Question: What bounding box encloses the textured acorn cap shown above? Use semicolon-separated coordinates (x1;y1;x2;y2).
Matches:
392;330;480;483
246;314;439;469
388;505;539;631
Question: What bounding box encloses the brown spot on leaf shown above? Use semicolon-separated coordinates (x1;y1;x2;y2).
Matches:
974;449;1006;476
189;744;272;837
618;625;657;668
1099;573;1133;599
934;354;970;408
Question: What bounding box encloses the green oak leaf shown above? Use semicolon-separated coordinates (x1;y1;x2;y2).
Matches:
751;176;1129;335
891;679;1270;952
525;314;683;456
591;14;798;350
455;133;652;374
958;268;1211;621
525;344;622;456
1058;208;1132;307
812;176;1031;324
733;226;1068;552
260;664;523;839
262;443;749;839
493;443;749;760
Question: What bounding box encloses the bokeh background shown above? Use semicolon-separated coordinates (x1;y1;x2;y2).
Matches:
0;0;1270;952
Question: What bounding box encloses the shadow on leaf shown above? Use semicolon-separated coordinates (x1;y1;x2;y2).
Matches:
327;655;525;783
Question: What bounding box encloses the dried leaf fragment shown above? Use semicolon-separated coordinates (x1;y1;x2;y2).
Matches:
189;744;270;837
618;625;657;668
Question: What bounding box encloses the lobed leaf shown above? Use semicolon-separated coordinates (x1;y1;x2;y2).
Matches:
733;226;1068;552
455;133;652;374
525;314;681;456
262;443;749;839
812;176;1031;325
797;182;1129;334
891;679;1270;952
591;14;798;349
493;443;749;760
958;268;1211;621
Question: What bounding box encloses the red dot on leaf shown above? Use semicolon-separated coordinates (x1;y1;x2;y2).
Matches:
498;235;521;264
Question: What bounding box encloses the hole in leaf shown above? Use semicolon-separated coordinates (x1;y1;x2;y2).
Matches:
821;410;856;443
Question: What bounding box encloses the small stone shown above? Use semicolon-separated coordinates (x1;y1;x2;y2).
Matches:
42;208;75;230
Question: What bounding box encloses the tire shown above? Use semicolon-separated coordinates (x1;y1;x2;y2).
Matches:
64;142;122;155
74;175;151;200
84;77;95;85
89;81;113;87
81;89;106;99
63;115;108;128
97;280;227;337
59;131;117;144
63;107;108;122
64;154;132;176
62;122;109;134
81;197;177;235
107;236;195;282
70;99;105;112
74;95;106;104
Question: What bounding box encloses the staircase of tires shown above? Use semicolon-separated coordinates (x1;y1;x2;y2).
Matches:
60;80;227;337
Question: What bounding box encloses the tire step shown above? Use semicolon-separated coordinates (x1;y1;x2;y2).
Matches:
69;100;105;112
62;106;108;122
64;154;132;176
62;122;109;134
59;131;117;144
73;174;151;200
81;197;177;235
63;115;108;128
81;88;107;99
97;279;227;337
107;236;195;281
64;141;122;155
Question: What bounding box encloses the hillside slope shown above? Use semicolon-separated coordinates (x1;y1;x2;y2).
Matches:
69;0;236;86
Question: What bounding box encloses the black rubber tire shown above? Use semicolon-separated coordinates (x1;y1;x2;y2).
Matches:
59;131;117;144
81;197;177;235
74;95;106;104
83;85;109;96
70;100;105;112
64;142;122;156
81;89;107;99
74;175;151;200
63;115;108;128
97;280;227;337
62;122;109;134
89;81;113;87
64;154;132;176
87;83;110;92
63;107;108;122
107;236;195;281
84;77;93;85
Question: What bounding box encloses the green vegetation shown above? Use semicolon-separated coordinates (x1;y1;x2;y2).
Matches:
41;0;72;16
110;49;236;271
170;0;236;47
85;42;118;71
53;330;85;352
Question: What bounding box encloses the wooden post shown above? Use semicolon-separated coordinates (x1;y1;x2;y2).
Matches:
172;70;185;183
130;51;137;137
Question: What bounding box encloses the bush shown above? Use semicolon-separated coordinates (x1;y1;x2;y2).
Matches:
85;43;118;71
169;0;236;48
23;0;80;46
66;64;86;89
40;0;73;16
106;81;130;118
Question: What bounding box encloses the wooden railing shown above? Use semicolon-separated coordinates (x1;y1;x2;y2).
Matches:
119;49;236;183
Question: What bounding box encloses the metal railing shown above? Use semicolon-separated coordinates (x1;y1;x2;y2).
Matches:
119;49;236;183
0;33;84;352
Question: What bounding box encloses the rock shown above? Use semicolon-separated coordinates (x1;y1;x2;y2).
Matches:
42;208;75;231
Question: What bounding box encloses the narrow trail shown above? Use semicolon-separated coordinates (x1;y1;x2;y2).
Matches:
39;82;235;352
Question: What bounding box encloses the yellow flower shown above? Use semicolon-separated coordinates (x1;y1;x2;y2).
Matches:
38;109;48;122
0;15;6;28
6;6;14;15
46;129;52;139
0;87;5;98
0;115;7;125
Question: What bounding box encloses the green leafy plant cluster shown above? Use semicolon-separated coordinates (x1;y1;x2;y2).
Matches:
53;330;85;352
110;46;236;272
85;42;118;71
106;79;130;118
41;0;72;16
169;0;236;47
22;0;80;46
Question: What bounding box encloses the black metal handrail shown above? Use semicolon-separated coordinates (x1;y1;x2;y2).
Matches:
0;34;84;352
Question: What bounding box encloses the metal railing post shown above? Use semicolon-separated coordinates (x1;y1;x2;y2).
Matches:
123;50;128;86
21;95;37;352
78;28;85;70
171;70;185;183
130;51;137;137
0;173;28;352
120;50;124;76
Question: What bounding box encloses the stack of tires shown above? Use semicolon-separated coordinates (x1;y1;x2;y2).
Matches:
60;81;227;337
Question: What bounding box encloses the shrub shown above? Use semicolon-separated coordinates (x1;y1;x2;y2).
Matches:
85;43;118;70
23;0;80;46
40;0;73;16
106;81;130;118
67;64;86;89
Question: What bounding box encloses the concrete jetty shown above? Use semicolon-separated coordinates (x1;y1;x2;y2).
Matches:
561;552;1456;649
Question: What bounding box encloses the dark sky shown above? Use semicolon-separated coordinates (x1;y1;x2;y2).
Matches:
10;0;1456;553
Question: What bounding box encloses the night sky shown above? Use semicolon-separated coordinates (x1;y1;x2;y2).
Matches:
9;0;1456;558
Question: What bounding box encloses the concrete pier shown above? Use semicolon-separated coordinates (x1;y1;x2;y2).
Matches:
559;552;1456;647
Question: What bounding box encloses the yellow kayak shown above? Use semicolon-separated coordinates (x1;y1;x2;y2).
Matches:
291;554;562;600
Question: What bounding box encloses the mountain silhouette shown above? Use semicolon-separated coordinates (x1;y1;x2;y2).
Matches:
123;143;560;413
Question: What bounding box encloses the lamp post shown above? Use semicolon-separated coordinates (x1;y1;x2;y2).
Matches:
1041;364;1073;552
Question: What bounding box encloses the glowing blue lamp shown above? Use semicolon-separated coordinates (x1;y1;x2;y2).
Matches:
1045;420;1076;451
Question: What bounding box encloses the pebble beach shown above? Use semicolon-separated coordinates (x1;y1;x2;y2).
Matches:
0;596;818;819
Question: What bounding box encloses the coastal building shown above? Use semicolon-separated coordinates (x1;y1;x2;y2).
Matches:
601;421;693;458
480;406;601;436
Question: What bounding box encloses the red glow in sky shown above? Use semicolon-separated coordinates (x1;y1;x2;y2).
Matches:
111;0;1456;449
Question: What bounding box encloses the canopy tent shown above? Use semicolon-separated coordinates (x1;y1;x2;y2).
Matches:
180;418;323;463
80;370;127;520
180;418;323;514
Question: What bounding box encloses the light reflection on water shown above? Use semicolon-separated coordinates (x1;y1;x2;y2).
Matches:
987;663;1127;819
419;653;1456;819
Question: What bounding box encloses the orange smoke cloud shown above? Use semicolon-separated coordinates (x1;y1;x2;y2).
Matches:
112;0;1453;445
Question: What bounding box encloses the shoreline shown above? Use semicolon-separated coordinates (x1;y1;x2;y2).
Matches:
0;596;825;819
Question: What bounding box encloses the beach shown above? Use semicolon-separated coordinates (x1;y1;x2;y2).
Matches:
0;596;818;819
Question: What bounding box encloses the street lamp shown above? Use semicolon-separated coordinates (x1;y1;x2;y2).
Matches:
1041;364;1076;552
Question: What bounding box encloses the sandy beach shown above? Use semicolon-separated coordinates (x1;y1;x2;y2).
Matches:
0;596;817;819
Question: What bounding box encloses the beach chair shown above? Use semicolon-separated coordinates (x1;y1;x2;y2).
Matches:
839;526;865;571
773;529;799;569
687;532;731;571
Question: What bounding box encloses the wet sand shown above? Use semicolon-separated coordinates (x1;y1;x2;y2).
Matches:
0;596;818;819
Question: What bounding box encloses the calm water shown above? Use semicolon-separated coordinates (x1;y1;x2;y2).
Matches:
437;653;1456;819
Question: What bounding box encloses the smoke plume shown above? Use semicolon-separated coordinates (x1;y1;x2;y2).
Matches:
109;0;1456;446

» Aim
Begin at the line that has "Question: What bounding box encloses the lamp" and stop after the line that has "480;406;601;436". Write out that stretch of the material again, renaming "pebble beach" to "stony beach" and leaving everything else unchanged.

» Written solution
Question: What bounding box encloses the lamp post shown above? Use semicolon-separated coordinates (x1;y1;x2;y2).
Matches:
1041;364;1073;552
Question: What bounding box encloses the glowing blue lamp shown above? Use semicolon-separated coordinates (x1;y1;x2;y2).
Matches:
1045;420;1076;451
Question: What bounding box encloses the stony beach shown above? Use semicolon-separated coordinates (x1;y1;x2;y2).
Matches:
0;596;818;819
Question: What bounding box encloses the coastal building shown above? Use semicolon-separated coordinates (x1;y1;x2;y2).
Matches:
601;421;693;458
480;406;601;436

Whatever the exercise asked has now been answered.